Öko war gestern, öko-sozial ist heute

Das trifft einen Nerv. Mehr Menschen denn je suchten nach einem nachhaltigen Lebensstil und änderten ihr Kaufverhalten, glaubt Christoph Harrach von der Gesellschaft Karmakonsum. "Konsum ist für viele ein erster einfacher Weg, sinnvoller zu leben", sagt der Trendforscher. Das gilt auch für Limonade. Vorgemacht hat es die Bionade in den neunziger Jahren. Die Bio-Brause aus der Rhön hatte erfolgreich auf chemiefreie Inhalte und Retrodesign gesetzt. "Bionade hat den Markt für Ökogetränke geöffnet", sagt Harrach. Inzwischen aber finde ein Wandel statt. Vielen Menschen werde fairer Handel wichtiger. Nach dem Motto: Öko war gestern, öko-sozial ist heute.

Doch wie erfindet man eine gerechte Brause, eine Anti-Kapitalisten-Cola? Einen nachhaltigen Softdrink, der nicht nach Reformhaus aussieht. Der so hipp ist, dass die jungen Städter in Szenevierteln wie Prenzlauer Berg, Münchner Glockenbach oder Hamburger Schanze ihn an der Bar verlangen und dafür mehr bezahlen als für all die anderen Mixgetränke. Denn genau das hat die Lemonaid Beverages GmbH in nur wenigen Monaten geschafft. Obwohl eine Flasche Lemonaid oder Charitea bis zu zwei Euro im Geschäft kostet und bis zu 3,20 Euro in der Gastronomie.

"Wir wollten kein Achtziger-Jahre-Klebezeug"

Begonnen hat alles in der Küche von Jakob Berndt. Tee aus Sri Lanka, Rohrzucker aus Paraguay und Limettensaft aus Brasilien: Wochenlang hantierten die beiden mit Säften, Teesorten, Gewürzen und suchten nach dem ökologisch makellosen Rezept - ohne Zusätze oder Aromen. Bethke hatte eine klaren Geschmack auf der Zunge: Die Limonade sollte so schmecken wie der frisch gepresste Limettensaft, den es auf Sri Lanka an jeder Ecke gibt - und den er früher oft getrunken hatte. Wir wollten kein Achtziger-Jahre-Klebezeug", sagt er.

Bethke hat auf Sri Lanka sein Abitur gemacht. Dann studierte er Volkswirtschaft in Europa und ging zurück nach Sri Lanka, wo er ein Dreivierteljahr als Entwicklungshelfer für die Gesellschaft für Internationale Zusammenarbeit arbeitete. Er war enttäuscht davon, wie phantasielos so viel Geld ins Land gepumpt worden sei, sagt er. "Das war totale Verschwendung." Damals begann er davon zu träumen, lieber die Bauern vor Ort zu fördern. Mit fairen Löhnen und besseren Arbeitsbedingungen.

--------------------------------

▶ **Aufgabe 1**
Fassen Sie im Ausgangstext den Absatz, der mit „Bethke hat auf Sri Lanka“ beginnt, als knappe Liste zusammen. Seine wesentlichen Fakten sollen dabei erhalten bleiben.
▶ **Aufgabe 2**
Führen Sie den Ausgangstext über die Limonade Lemonaid im Anschluss an seinen letzten Satz weiter.
Die anschließenden Daten stammen aus einer anderen Quelle als der Ausgangstext.

▶ **Bereitgestellte Daten**

--------------------------------

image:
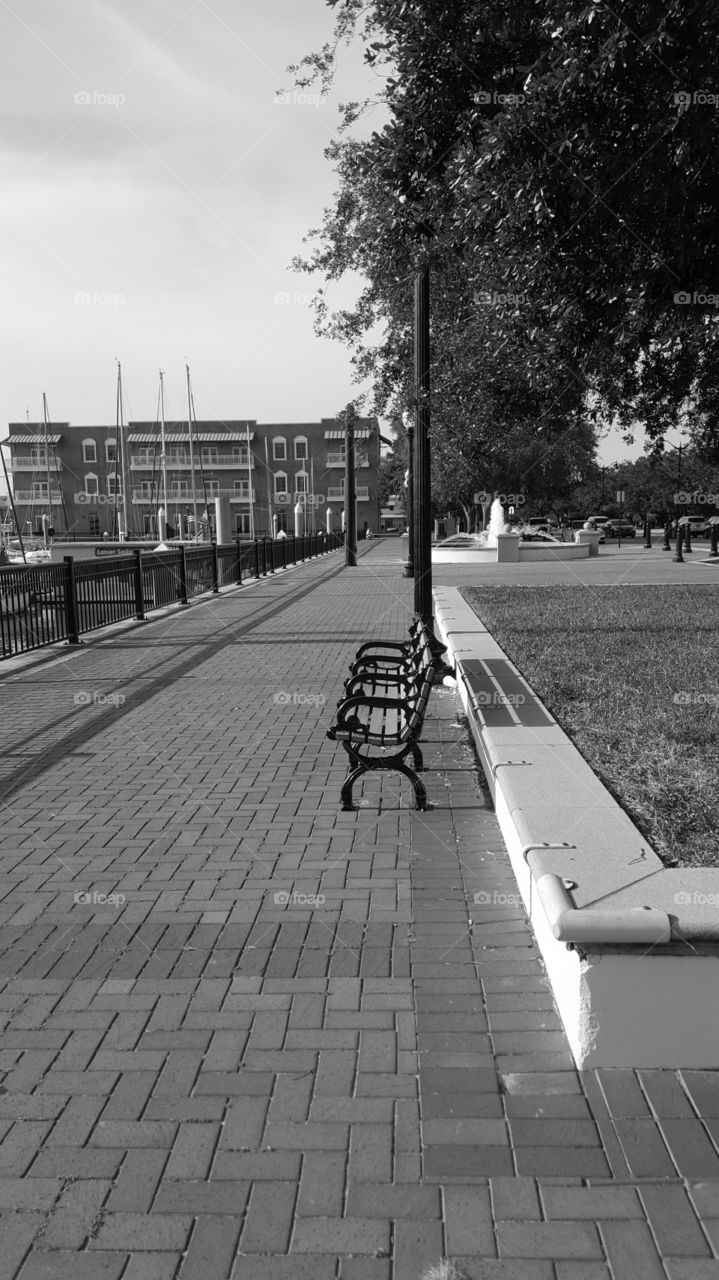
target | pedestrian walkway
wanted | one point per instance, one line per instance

--------------------------------

▶ **Ergebnis 1**
- Abitur auf Sri Lanka
- Studium der Volkswirtschaft in Europa
- Danach ein Dreivierteljahr als Entwicklungshelfer für die Gesellschaft für Internationale Zusammenarbeit auf Sri Lanka
- Enttäuscht davon, wie phantasielos dort viel Geld ins Land gepumpt wurde („totale Verschwendung“)
- Seitdem der Traum, die Bauern vor Ort mit fairen Löhnen und besseren Arbeitsbedingungen zu fördern

▶ **Ergebnis 2**
Auch Berndt war von einer Idee getrieben. Er wollte mehr Sinn in seinen Alltag bringen - und kündigte dafür Ende 2008 seinen Job. Fünf Jahre lang hatte der studierte Kulturwirt bei der Werbeagentur Jung van Matt in Hamburg gearbeitet. Als strategischer Planer hatte er an Kampagnen für große Auftraggeber mitgewirkt. Für Mercedes, BMW, Yellostrom. Erfüllt habe ihn die Arbeit bei der renommierten Agentur trotzdem nicht, sagt er. "Ich wollte etwas Sinnvolleres machen als Reklame."

Von Messe zu Messe reisten die beiden Limonadenerfinder, um einen Abfüller zu finden. Doch die meisten Betriebe winkten ab. Keiner wollte frischen Tee aufbrühen, in der hoch industrialisierten Massenabfertigung fehlen dafür die Maschinen. Für die Limonade wollten die Firmen lieber Konzentrate einsetzen als Limettensaft. "Die haben uns alle einen Vogel gezeigt", sagt Berndt. Nach 200 Absagen erklärte sich schließlich ein Familienbetrieb aus Nordbayern bereit, eine Charge von 40 000 Flaschen zu liefern.

Berndt und Bethke kurvten derweil auf Rädern durch Hamburg. Ihre Limo hatten sie in großen Bottichen dabei. Damit zogen sie von Szenebar zu Szenebar und versuchten, die skeptischen Wirte zu überzeugen. Wie den Starkoch Tim Mälzer, der in Hamburg ein Restaurant betreibt. "Der Mälzer hat schon gekauft, bevor es Flaschen gab", erzählt Bernd.

Dabei sind die Flasche und ihr Aussehen extrem wichtig. "Coolness ist ein wesentlicher Faktor für Erfolg bei nachhaltigen Produkten", sagt Trendforscher Harrach. Weshalb Bethke und Berndt extra nach Stockholm flogen und sich an das Designbüro BVD wandten. Hier werden sonst Ikea, H&M und Absolut Wodka durchgestylt. Die schwedischen Designer mochten die Idee und entwarfen für wenig Geld eine runde Flasche mit puristischem Schriftzug. Auf Papieretiketten wurde verzichtet, ästhetisch sind weiße Buchstaben auf grünem Glas geprägt.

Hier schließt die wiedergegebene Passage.